● **SHORT TASK A**:
Return, word for word, the stretch of the records from the line containing "Can you find the gradient" through the end of the records.

● **QUOTED PASSAGE**:

++++

In order to calculate the Information Gain of ‘Road type’ variable, we first need to split the root node by the ‘Road type’ variable.

In the above illustration, we’ve split the parent node by using the ‘Road type’ variable, the child nodes denote the corresponding responses as shown in the data set. Now, we need to measure the entropy of the child nodes.

The entropy of the right-hand side child node (fast) is 0 because all of the outcomes in this node belongs to one class (fast). In a similar manner, we must find the Entropy of the left-hand side node (slow, slow, fast).

In this node there are two types of outcomes (fast and slow), therefore, we first need to calculate the fraction of slow and fast outcomes for this particular node.

++++

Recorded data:
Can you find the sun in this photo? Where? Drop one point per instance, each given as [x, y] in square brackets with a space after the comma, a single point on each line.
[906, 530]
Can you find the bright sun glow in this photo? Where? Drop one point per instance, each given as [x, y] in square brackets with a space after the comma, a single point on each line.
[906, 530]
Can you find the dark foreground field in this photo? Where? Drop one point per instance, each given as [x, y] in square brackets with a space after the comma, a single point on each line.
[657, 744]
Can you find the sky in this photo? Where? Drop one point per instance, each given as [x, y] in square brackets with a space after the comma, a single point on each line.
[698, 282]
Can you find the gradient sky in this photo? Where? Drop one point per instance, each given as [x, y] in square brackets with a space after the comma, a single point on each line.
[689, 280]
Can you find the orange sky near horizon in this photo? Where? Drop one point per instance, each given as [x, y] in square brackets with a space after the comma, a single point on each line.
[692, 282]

++++

● **SHORT TASK B**:
Pick up the passage on computing information gain for a decision tree and write what comes next.

● **OUTPUT A**:
Can you find the gradient sky in this photo? Where? Drop one point per instance, each given as [x, y] in square brackets with a space after the comma, a single point on each line.
[689, 280]
Can you find the orange sky near horizon in this photo? Where? Drop one point per instance, each given as [x, y] in square brackets with a space after the comma, a single point on each line.
[692, 282]

● **OUTPUT B**:
P(slow) = 2/3 = 0.667
P(fast) = 1/3 = 0.334

Therefore, entropy is:

Entropy(left child node) = — {0.667 log2(0.667) + 0.334 log2(0.334)} = — {-0.38 + (-0.52)}
= 0.9

Our next step is to calculate the Entropy(children) with weighted average:

• Total number of outcomes in parent node: 4
• Total number of outcomes in left child node: 3
• Total number of outcomes in right child node: 1

Formula for Entropy(children) with weighted avg. :

[Weighted avg]Entropy(children) = (no. of outcomes in left child node) / (total no. of outcomes in parent node) * (entropy of left node) + (no. of outcomes in right child node)/ (total no. of outcomes in parent node) * (entropy of right node)

By using the above formula you’ll find that the, Entropy(children) with weighted avg. is = 0.675

Our final step is to substitute the above weighted average in the IG formula in order to calculate the final IG of the ‘Road type’ variable:

Therefore,

Information gain(Road type) = 1–0.675 = 0.325

Information gain of Road type feature is 0.325.

Like I mentioned earlier, the Decision Tree Algorithm selects the variable with the highest Information Gain to split the Decision Tree. Therefore, by using the above method you need to calculate the Information Gain for all the predictor variables to check which variable has the highest IG.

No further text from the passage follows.